**AUFGABE 1**
Gib im Interview alles von „Habt ihr denn“ bis hinunter zu „gar nicht sucht.“ erneut wieder und benenne dabei „Transsibirische Eisenbahn“ in „Baikal-Amur-Magistrale“ um.
**AUFGABE 2**
Worauf freut sich Chrissi laut dem Interview bei der Rückkehr nach Deutschland am meisten?

**TEXTAUSZUG**
● ● ●

Habt ihr denn ablehnende Reaktionen erlebt?
Chrissi: Komischerweise nicht so sehr, niemand hat gelacht, uns angestarrt oder was gesagt.
Joni: Die Leute haben sich wohl still in sich reingeekelt. Wir haben das Schneuzen im Zug wirklich die ganze Zeit durchgezogen…
Chrissi: Es lohnt sich wirklich, so weit in den Osten zu fahren, ich kann die Transsibirische Eisenbahn auch empfehlen, weil man dann natürlich auch ein ganz anderes Gefühl für die Entfernung bekommt. Es wird sich morgen sicher auch falsch anfühlen, so schnell wieder in Moskau zu sein. Ist zwar nicht so spektakulär, vier Tage im Zug, und es ergeben sich zwangsläufig Begegnungen, auch wenn man sie gar nicht sucht.
Joni: Sprachlich sollte man sich vorbereiten, das kyrillische Alphabet lernen… Und auch ohne den Vergleich zu haben, würde ich eine Reise an den Baikalsee nicht im Sommer, sondern im Winter empfehlen. Allein diese Eisgebilde! Das hätte ich nie geglaubt! Ich dachte, der Baikal ist zugefroren, und dann ist das wie ein Parkteich in Leipzig, da ist eben Eis. Aber nein, da kommt erstmal ein drei Meter hoher Rand mit Höhlen und Eiszapfen nach oben und unten plus ineinander verschachtelte Eisschollen mit klarem Eis, wo man zwei Meter runtergucken kann… Also, klare Empfehlung an dieser Stelle.
Worauf freut ihr euch am meisten, wenn ihr wieder in Deutschland seid?
Chrissi: Ich freue mich auf weiches Klopapier.
Joni: Ich freue mich auf weniger Sprachbarrieren und so ein paar Essens-Dinge, die wir hier nicht hatten.
Obwohl die vegane Ernährung ja auch hier geklappt hat.
Joni: Ja, aber es waren schon regelrechte Exkursionen, um Milchalternativen zu finden. Es ist schon deutlich schwieriger als in Deutschland. Und passierte Tomaten gab es nicht. Es gab nur Tomatenmark, aber nicht mal das war besonders gut. Dafür gab es auf dem Markt eine riesige Auswahl an Trockenfrüchten und Nüssen, was uns sehr gefreut hat.
Danke euch für das Gespräch und einen guten Rückflug morgen!

● ● ●

**DATENAUSZUG**
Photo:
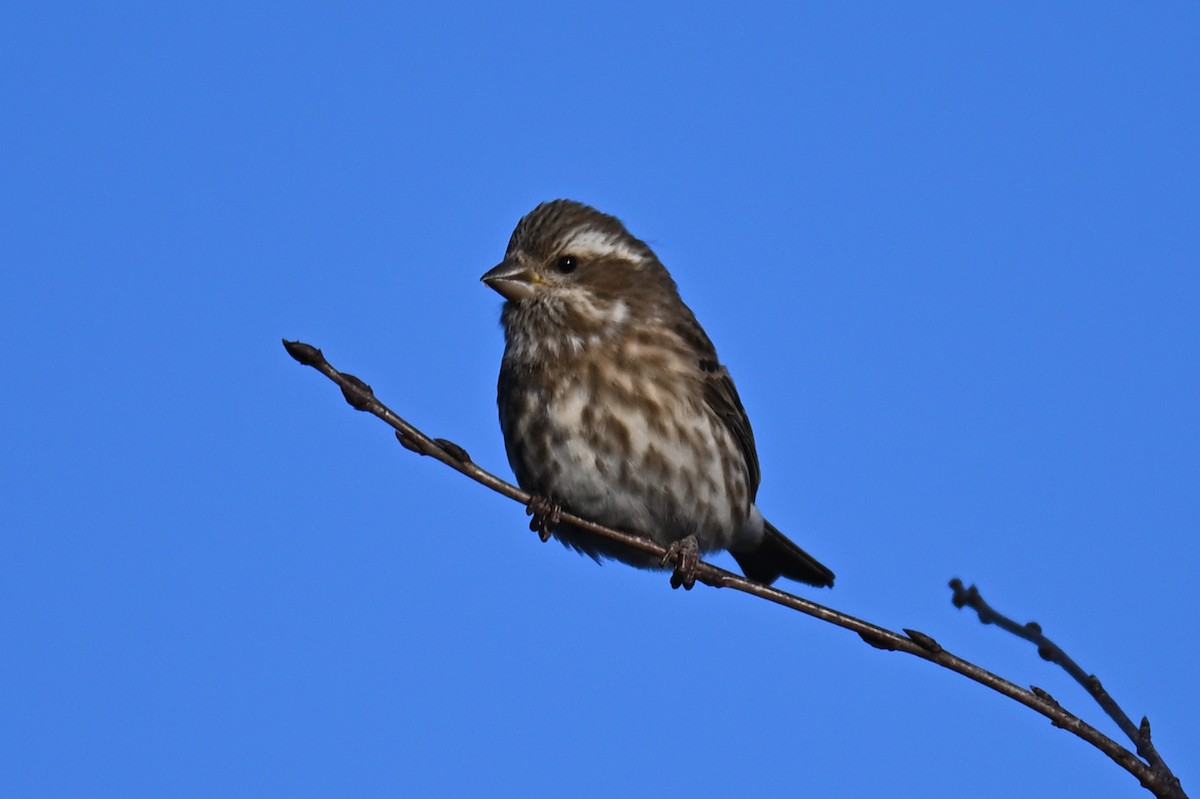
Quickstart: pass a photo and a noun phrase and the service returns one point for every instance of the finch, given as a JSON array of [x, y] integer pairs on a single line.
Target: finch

● ● ●

**VOLLSTÄNDIGE ANTWORT 1**
Habt ihr denn ablehnende Reaktionen erlebt?
Chrissi: Komischerweise nicht so sehr, niemand hat gelacht, uns angestarrt oder was gesagt.
Joni: Die Leute haben sich wohl still in sich reingeekelt. Wir haben das Schneuzen im Zug wirklich die ganze Zeit durchgezogen…
Chrissi: Es lohnt sich wirklich, so weit in den Osten zu fahren, ich kann die Baikal-Amur-Magistrale auch empfehlen, weil man dann natürlich auch ein ganz anderes Gefühl für die Entfernung bekommt. Es wird sich morgen sicher auch falsch anfühlen, so schnell wieder in Moskau zu sein. Ist zwar nicht so spektakulär, vier Tage im Zug, und es ergeben sich zwangsläufig Begegnungen, auch wenn man sie gar nicht sucht.

**VOLLSTÄNDIGE ANTWORT 2**
Auf weiches Klopapier.